** Document passage follows **
Limit question involving L'Hospitals rule

Question

I need help in solving the below question using L'Hospitals rule:

$$ \lim_{x \rightarrow 0} \left( \frac{1}{x^2}-\cot^2 x \right) $$

I'm getting infinity as the final answer. Thanks in advance.

Answer 1

$$ \lim_{x \rightarrow 0} \left( \frac{1}{x^2}-\cot^2 x \right) \\ = \lim_{x \rightarrow 0} \left( \frac{1}{x^2}-\frac{\cos^2 x}{\sin^2 x} \right) \\ = \lim_{x \rightarrow 0} \left( \frac{\sin^2 x}{x^2 \sin^2 x}-\frac{x^2 \cos^2 x}{x^2 \sin^2 x} \right) \\ = \lim_{x \rightarrow 0} \left( \frac{\sin^2 x - x^2 \cos x}{x^2 \sin^2 x} \right) \\ $$ Now you have a fraction where both numerator and denominator approach $0$ as $x \rightarrow 0$, so you can invoke L'Hospital's rule by taking the derivative of both top and bottom.

Answer 2

We use L'Hospital's Rule, although series are more natural.

Our function can be rewritten as $$\frac{1-x^2\cot^2 x}{x^2}.$$ Differentiate top and bottom. We get $$\frac{(-x^2)(2\cot x)(-\csc^2 x)-2x\cot^2 x}{2x},$$ which simplifies to $x\cot x\csc^2 x-\cot^2 x$.

Using the fact that $\cot x=\frac{\cos x}{\sin x}$, we find that we want $$\lim_{x\to 0}\cos x\left(\frac{x}{\sin^3 x}-\frac{\cos x}{\sin^2 x}\right).$$

The $\cos x$ part has limit $1$ as $x\to 0$. So we want $$\lim_{x\to 0} \frac{x-\sin x\cos x}{\sin^3 x}.$$

Use L'Hospital's Rule again. We want $$\lim_{x\to 0} \frac{1+\sin^2 x-\cos^2 x}{3\sin^2 x\cos x}.$$ We could continue to use L'Hospital's Rule. However, that would be a waste of time. For the top is simply $2\sin^2 x$, so the limit is $\frac{2}{3}$.
** End of Document passage **
- _Required actions_
**A.** In the thread on L'Hospital's rule, what final answer does the person asking the question say they are getting?
**B.** Reproduce the thread on L'Hospital's rule word for word, from "I need help" up to and including "both top and bottom.".
** Dataset extract follows **
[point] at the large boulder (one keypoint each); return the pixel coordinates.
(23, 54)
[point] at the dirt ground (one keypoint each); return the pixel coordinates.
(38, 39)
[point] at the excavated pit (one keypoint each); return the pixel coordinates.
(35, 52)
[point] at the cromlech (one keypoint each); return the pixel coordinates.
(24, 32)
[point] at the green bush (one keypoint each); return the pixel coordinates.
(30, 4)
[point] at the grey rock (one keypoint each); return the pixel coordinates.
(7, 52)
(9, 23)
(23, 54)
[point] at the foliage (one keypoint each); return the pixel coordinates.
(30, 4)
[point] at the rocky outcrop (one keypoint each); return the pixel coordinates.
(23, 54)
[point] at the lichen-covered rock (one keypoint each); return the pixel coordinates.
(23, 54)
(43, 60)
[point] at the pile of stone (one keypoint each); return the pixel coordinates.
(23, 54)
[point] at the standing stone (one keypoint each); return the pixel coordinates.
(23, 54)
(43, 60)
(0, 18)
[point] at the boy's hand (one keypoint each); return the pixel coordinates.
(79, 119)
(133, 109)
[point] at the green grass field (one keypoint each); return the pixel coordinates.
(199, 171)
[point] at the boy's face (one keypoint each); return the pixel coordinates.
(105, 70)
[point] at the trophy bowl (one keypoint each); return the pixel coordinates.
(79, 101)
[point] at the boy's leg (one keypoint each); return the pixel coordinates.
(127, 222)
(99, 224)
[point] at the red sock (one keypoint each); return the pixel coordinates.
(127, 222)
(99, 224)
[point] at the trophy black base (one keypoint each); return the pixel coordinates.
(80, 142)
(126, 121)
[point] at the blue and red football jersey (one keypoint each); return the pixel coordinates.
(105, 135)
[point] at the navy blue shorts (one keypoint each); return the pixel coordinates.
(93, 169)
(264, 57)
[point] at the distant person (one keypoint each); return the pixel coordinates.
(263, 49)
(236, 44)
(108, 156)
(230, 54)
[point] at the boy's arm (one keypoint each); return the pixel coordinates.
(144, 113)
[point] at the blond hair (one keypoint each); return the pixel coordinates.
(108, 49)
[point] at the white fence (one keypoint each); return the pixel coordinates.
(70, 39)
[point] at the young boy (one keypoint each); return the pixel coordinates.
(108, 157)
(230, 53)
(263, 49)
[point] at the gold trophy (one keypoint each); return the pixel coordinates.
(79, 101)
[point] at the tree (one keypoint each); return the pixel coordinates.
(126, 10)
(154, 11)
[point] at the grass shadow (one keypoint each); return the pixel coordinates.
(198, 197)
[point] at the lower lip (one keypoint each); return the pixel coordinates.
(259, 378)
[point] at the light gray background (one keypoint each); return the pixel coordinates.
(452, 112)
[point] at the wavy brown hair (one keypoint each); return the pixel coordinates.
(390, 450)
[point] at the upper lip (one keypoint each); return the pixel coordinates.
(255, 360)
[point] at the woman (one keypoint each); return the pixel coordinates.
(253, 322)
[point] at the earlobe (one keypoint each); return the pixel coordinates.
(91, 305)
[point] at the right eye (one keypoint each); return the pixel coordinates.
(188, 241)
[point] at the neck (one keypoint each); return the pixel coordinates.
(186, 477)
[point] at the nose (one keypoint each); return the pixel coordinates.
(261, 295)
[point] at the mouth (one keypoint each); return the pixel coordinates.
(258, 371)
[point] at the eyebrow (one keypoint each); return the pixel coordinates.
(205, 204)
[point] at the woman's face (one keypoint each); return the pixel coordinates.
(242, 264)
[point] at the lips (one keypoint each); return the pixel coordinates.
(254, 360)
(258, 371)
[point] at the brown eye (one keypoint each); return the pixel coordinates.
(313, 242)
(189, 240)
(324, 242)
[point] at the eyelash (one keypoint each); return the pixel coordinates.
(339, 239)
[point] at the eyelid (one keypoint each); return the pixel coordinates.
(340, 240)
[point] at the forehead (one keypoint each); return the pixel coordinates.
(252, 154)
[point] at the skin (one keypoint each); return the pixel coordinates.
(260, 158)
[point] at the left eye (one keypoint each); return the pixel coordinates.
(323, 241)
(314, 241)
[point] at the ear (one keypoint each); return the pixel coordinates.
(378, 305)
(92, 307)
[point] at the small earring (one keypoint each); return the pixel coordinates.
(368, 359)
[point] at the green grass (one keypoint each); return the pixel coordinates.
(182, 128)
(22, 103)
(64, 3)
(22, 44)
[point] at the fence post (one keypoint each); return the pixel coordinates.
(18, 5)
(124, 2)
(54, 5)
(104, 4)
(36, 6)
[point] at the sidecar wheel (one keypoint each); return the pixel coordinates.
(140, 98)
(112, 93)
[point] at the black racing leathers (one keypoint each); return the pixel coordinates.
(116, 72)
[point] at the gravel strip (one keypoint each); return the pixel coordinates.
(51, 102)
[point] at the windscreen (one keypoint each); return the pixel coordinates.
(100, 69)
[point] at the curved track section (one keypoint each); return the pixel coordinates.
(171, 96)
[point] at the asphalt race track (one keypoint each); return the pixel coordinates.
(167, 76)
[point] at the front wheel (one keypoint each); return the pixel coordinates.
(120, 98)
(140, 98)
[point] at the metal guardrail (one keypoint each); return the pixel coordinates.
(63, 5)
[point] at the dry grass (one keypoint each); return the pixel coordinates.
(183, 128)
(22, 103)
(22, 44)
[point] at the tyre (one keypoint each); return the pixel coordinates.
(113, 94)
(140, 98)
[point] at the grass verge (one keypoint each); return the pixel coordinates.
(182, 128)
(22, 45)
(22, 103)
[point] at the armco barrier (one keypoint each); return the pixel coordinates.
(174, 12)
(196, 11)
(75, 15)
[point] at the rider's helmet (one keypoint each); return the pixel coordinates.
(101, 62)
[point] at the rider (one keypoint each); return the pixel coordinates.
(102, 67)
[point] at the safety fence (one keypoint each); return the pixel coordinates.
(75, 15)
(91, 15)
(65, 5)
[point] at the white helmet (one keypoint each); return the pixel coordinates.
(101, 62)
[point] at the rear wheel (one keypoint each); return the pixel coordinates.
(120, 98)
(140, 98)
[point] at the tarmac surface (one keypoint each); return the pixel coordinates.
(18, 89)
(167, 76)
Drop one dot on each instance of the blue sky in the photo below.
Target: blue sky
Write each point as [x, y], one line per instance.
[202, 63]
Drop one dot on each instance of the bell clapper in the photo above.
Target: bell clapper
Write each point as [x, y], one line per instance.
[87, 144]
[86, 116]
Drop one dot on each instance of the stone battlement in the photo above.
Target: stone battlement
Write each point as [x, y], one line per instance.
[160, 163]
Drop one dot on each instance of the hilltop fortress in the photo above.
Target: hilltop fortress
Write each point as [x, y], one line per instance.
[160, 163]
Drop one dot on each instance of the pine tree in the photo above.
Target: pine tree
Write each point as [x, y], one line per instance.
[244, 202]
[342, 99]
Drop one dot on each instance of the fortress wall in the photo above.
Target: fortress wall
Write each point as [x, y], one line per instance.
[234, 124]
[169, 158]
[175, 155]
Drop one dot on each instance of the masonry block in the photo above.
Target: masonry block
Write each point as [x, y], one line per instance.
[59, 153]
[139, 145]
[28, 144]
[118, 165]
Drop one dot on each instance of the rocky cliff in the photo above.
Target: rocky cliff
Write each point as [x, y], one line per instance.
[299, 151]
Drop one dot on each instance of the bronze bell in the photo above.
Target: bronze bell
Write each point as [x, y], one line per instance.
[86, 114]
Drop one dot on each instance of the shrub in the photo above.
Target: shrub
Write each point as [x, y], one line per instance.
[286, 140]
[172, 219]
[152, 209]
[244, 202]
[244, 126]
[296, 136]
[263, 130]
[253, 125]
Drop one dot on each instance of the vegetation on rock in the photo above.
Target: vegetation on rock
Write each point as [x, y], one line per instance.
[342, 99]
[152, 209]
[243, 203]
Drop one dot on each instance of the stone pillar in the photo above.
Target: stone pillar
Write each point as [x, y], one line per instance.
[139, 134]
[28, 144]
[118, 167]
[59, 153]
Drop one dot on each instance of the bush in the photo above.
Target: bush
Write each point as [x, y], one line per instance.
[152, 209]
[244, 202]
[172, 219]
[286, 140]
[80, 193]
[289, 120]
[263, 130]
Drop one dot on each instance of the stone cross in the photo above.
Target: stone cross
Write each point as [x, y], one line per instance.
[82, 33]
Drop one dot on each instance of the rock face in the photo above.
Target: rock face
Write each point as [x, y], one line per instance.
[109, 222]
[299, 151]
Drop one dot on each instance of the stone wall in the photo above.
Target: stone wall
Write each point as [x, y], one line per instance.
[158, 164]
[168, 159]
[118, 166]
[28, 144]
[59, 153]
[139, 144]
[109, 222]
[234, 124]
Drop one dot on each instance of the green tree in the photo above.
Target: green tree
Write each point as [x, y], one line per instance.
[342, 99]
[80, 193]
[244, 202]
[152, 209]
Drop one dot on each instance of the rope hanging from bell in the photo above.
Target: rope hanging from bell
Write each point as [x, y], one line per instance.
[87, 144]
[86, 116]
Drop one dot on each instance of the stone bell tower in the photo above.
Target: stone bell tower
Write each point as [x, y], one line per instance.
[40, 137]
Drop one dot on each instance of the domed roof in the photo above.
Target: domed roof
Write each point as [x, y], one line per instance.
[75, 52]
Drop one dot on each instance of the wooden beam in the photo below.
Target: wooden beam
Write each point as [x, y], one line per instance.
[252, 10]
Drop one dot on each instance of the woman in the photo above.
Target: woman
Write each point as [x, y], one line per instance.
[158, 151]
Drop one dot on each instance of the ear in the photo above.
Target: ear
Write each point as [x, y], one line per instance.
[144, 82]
** End of Dataset extract **
- _Answer list_
**A.** Infinity.

**B.**
I need help in solving the below question using L'Hospitals rule:

$$ \lim_{x \rightarrow 0} \left( \frac{1}{x^2}-\cot^2 x \right) $$

I'm getting infinity as the final answer. Thanks in advance.

Answer 1

$$ \lim_{x \rightarrow 0} \left( \frac{1}{x^2}-\cot^2 x \right) \\ = \lim_{x \rightarrow 0} \left( \frac{1}{x^2}-\frac{\cos^2 x}{\sin^2 x} \right) \\ = \lim_{x \rightarrow 0} \left( \frac{\sin^2 x}{x^2 \sin^2 x}-\frac{x^2 \cos^2 x}{x^2 \sin^2 x} \right) \\ = \lim_{x \rightarrow 0} \left( \frac{\sin^2 x - x^2 \cos x}{x^2 \sin^2 x} \right) \\ $$ Now you have a fraction where both numerator and denominator approach $0$ as $x \rightarrow 0$, so you can invoke L'Hospital's rule by taking the derivative of both top and bottom.